Arif mengaku masih fokus memelototi minyak goreng curah. Dia menilai, subsidi minyak goreng memang lebih layak dengan menentukan HET minyak curah.
Pasalnya, selama ini minyak goreng curah lebih banyak dikonsumsi untuk masyarakat dengan kondisi ekonomi bawah. Sementara mereka yang menengah ke atas lebih memilih minyak goreng kemasan.
“Jadi kami fokus menjaga HET minyak goreng curah tetap di Rp 14.000,” bebernya.
Dukungan Pemda
Gubernur Jateng, Ganjar Pranowo mendesak pemerintah pusat melalui Kementerian Perdagangan untuk segera mengambil langkah pengendalian minyak goreng. Menurutnya, Kementerian Perdagangan memegang kunci sehingga permasalahan minyak goreng bisa cepat diurai.
“Harus cepat, tidak boleh lambat lagi, dan harus terkendali betul. Saya kira leader-nya, leading sector-nya itu mesti Kementerian Perdagangan,” ucapnya.
Baca Juga: Mendag Heran Jutaan Liter Minyak Goreng di Jakarta-Surabaya-Medan Raib
Dia merasa, dukungan pemerintah daerah kepada pemerintah pusat untuk mengendalikan distribusi dan harga minyak tidak pernah kurang.
Persoalan minyak goreng ini sudah berlangsung cukup lama sehingga kecepatan mengambil tindakan sangat diperlukan. Sebab hal ini dapat memengaruhi perekonomian.
“Kita di daerah siap mendukung itu. Tapi karena pabriknya tidak di sini, sistem distribusinya kami juga hanya mengikuti dari keputusan di sana (pusat), termasuk seluruh kebijakan minyak goreng,” jelasnya.

### Data yang Tersedia

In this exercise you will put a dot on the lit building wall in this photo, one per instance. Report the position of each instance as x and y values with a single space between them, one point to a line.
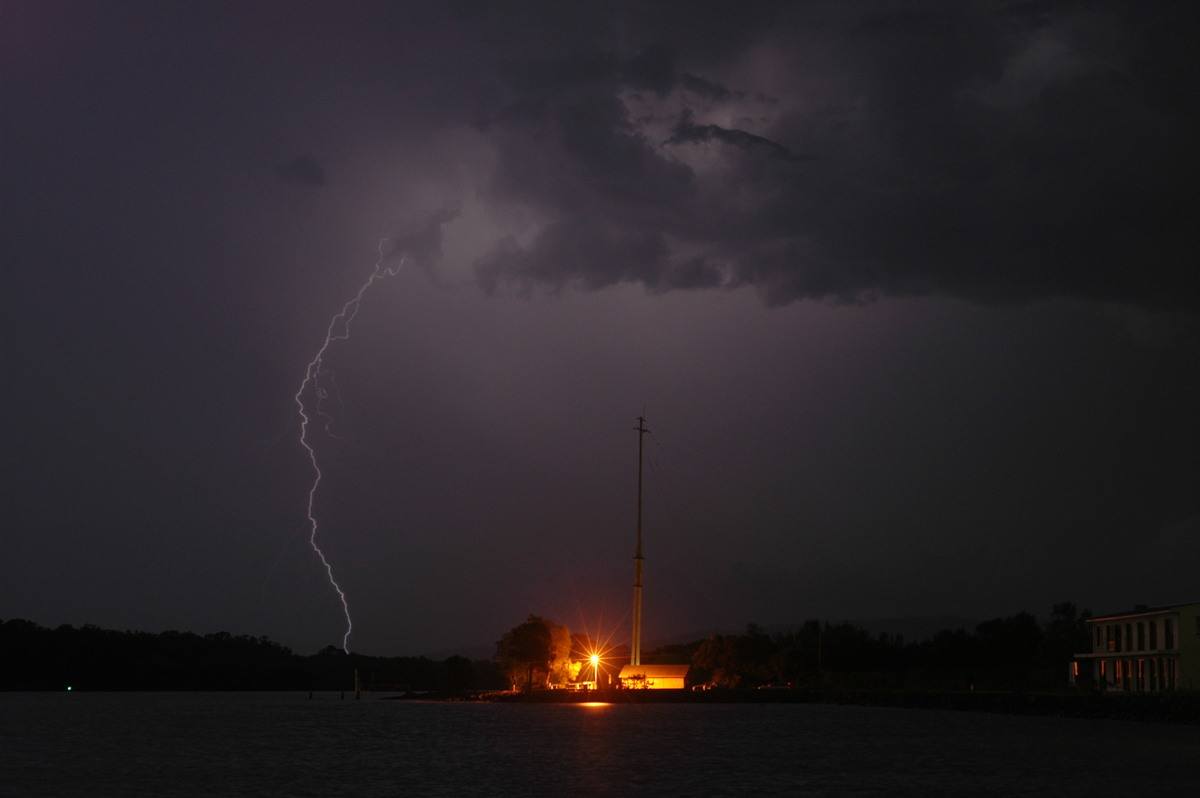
1146 651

### Kerjakan Tugas Berikut
1 > Jawablah pertanyaan berikut berdasarkan teks tentang minyak goreng.
(a) Pada angka berapa HET minyak goreng curah ingin dijaga?
(b) Kelompok masyarakat mana yang lebih memilih minyak goreng kemasan?
(c) Kementerian mana yang menurut Ganjar Pranowo harus menjadi leading sector?
2 > Terjemahkan kalimat dari teks tentang minyak goreng ini ke dalam bahasa Inggris: "Persoalan minyak goreng ini sudah berlangsung cukup lama sehingga kecepatan mengambil tindakan sangat diperlukan."
3 > Sambung teks tentang minyak goreng mulai dari kalimat terakhirnya.
Data di atas merupakan bahan tersendiri yang terpisah dari teks tentang minyak goreng.

### Jawaban Secara Berurutan
1 >
(a) Rp 14.000.
(b) Masyarakat menengah ke atas.
(c) Kementerian Perdagangan.

2 > This cooking oil problem has been going on for quite a long time, so speed in taking action is greatly needed.

3 >
Permainan Pengusaha
Di lain pihak, buah simalakama minyak goreng disebut-sebut merupakan permainan pengusaha demi meraup keuntungan.
Kapoksi Komisi VIII DPR RI, Abdul Wachid menuturkan, Menteri Perdagangan Muhammad Lutfi pro pengusaha besar.
Penetapan dan penarikan HET membuat pengusaha memperoleh keuntungan besar. Sementara rakyat tetap akan kesulitan mendapatkan minyak goreng yang sudah menjadi kebutuhan sehari-hari.
Baca Juga: Kejati DKI Sita Satu Kontainer Minyak Goreng di Tanjung Priok
“Pencabutan HET minyak goreng menunjukkan bahwa keberpihakan Menteri Perdagangan bukan kepada rakyat, tapi kepada pengusaha! Pengusaha panen besar,” terangnya.
Legislator dari Partai Gerindra ini menilai, Permendag Nomor 6 Tahun 2022 yang mengatur harga minyak goreng hanya menjadi kebijakan semu karena tidak bisa menyelesaikan persoalan minyak goreng.
“Berbekal Permendag Nomor 6 Tahun 2022, mestinya pemerintah bisa ambil langkah tegas. Pemerintah tinggal memerintahkan produsen CPO (minyak sawit mentah) untuk melakukan DMO (Domestic Market Obligation) dan DPO (Domestic Price Obligation) ke perusahaan minyak goreng,” jelasnya.
Jika CPO tidak jalan, lanjutnya, pemerintah harus berani cabut HGU perusahaan kelapa sawit itu.
“Perusahaan minyak goreng juga bisa dicabut izinnya kalau tidak memproduksi minyak goreng yang sesuai kebutuhan rakyat,” tandasnya. (*)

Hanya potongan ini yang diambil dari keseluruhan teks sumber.